**TEKSTFRAGMENT:**
Bronnen:
Waanders en Tropenmuseum.
A.L. van der Linden - De Europeaan in de Maleisische Literatuur, 1937.
Mochtar Lubis - Het land onder de regenboog, De geschiedenis van Indonesia, 1979.
Harry A. Poeze - In het land van de overheerser, Indonesiers in Nederland 1600-1950 , 1986 Dordrecht !!!
A. Teeuw - Modern Indonesian Literature, 1967.
Een serie artikelen over "hoe Indonesia dacht over de aangewaaide Nederlanders ten tijde van de VOC en later."
Gekke lastposten.
De Nederlanders maakten in het begin niet zoveel indruk in Indonesia en zoals overal ter wereld werden zij als rare vreemdelingen ontvangen. Vooral hun doen en laten en kleding ontlokten meewarig gegrinnik en gelach op.

**GESTELDE OPDRACHT 1:** Zoek in de records alle regels waarin de tekenreeks "fence" voorkomt en schrijf die regels over. Hoofdletters en kleine letters tellen mee.

**AANGELEVERDE RECORDS:**
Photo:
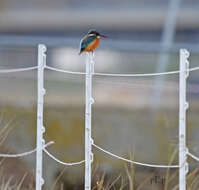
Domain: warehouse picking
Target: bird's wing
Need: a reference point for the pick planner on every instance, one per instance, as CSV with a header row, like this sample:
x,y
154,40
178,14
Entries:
x,y
85,41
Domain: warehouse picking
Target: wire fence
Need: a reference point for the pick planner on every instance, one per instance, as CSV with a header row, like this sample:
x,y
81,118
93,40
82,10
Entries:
x,y
41,128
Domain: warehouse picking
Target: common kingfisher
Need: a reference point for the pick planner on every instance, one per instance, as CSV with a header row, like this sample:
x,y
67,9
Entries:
x,y
91,41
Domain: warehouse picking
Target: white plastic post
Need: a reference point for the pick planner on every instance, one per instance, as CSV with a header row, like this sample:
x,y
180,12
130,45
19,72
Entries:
x,y
40,128
184,72
88,115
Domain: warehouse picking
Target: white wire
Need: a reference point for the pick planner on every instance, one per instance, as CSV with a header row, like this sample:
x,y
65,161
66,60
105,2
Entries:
x,y
17,70
24,153
63,163
134,162
120,75
64,71
96,74
194,157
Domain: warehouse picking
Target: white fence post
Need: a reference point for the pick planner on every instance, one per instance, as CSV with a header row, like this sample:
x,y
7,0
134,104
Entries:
x,y
88,115
40,128
184,72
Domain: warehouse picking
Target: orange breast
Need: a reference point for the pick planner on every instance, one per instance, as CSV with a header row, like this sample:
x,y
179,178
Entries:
x,y
93,45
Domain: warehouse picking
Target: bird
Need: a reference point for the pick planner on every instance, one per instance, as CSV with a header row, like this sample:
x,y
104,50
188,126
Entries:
x,y
91,41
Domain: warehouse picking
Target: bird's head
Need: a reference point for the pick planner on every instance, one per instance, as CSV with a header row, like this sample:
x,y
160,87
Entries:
x,y
95,33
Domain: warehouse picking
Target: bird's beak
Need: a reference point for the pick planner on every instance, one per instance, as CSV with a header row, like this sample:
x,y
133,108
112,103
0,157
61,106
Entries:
x,y
102,36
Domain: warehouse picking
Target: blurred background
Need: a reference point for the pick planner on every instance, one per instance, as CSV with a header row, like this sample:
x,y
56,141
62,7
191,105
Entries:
x,y
131,116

**GESTELDE OPDRACHT 2:** Noem de auteurs van de boeken die in de bronnenlijst van het tekstfragment staan.

**EINDANTWOORD 1:**
Target: wire fence
Target: white fence post

**EINDANTWOORD 2:**
A.L. van der Linden
Mochtar Lubis
Harry A. Poeze
A. Teeuw